(To be done) Collect every line in the records below that contains the word "mirror".

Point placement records
- - - - -

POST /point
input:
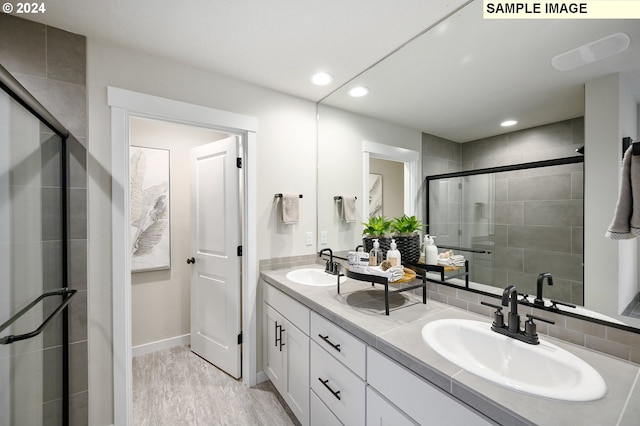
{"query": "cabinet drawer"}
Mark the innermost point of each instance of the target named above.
(290, 308)
(320, 414)
(418, 398)
(338, 387)
(343, 346)
(382, 412)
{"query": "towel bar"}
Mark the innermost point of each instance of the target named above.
(626, 142)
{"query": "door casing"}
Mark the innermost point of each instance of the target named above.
(125, 104)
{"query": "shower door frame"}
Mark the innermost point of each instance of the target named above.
(16, 91)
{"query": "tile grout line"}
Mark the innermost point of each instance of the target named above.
(626, 403)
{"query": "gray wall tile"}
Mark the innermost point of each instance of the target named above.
(66, 56)
(22, 46)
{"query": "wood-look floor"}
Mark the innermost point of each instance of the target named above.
(176, 387)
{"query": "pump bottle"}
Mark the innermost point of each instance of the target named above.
(430, 250)
(393, 255)
(375, 255)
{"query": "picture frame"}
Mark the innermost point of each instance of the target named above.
(150, 209)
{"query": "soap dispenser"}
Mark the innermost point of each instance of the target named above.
(375, 255)
(393, 255)
(430, 250)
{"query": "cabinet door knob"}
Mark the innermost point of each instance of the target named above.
(329, 342)
(335, 393)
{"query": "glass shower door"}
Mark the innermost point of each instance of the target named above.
(32, 263)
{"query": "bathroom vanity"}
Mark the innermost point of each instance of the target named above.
(338, 359)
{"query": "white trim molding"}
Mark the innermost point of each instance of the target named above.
(125, 104)
(411, 160)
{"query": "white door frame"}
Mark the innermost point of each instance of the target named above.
(411, 160)
(125, 104)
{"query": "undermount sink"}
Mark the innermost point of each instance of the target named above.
(544, 370)
(314, 277)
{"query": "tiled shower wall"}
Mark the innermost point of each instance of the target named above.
(51, 65)
(538, 212)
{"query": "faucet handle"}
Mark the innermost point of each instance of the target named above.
(530, 328)
(554, 304)
(498, 317)
(534, 317)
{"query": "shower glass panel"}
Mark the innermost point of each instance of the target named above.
(514, 222)
(32, 262)
(461, 216)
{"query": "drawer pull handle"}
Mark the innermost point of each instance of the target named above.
(335, 393)
(333, 345)
(281, 341)
(277, 333)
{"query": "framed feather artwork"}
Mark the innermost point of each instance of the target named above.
(375, 195)
(150, 208)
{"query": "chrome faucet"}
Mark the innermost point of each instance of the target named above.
(539, 301)
(331, 267)
(514, 318)
(512, 329)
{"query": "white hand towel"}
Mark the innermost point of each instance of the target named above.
(290, 208)
(626, 219)
(348, 209)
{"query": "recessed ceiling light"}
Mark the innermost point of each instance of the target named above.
(358, 91)
(321, 78)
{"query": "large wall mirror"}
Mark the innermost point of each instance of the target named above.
(443, 95)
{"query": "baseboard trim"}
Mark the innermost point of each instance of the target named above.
(261, 376)
(172, 342)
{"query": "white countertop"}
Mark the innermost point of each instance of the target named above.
(359, 309)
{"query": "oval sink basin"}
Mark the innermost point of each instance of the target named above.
(544, 370)
(313, 277)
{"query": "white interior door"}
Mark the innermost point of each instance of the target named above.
(215, 237)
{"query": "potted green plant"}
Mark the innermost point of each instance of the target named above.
(378, 227)
(406, 233)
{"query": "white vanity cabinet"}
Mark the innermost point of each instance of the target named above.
(382, 412)
(414, 397)
(338, 367)
(286, 349)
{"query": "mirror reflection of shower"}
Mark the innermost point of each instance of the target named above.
(513, 222)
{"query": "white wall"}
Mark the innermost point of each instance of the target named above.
(610, 270)
(340, 167)
(392, 185)
(285, 161)
(628, 123)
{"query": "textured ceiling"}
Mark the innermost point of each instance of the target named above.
(276, 44)
(457, 81)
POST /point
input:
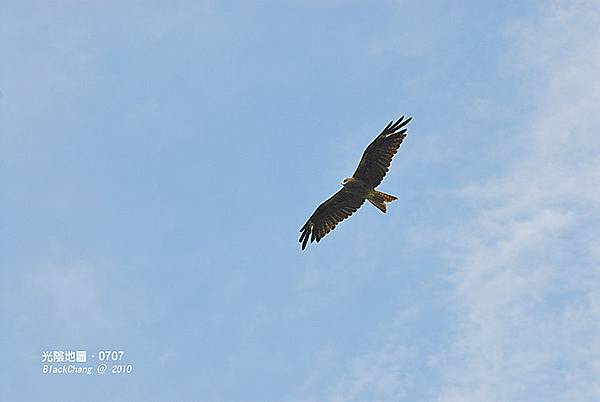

- - - - -

(Solved exercise)
{"query": "large wall mirror"}
{"query": "mirror reflection of shower"}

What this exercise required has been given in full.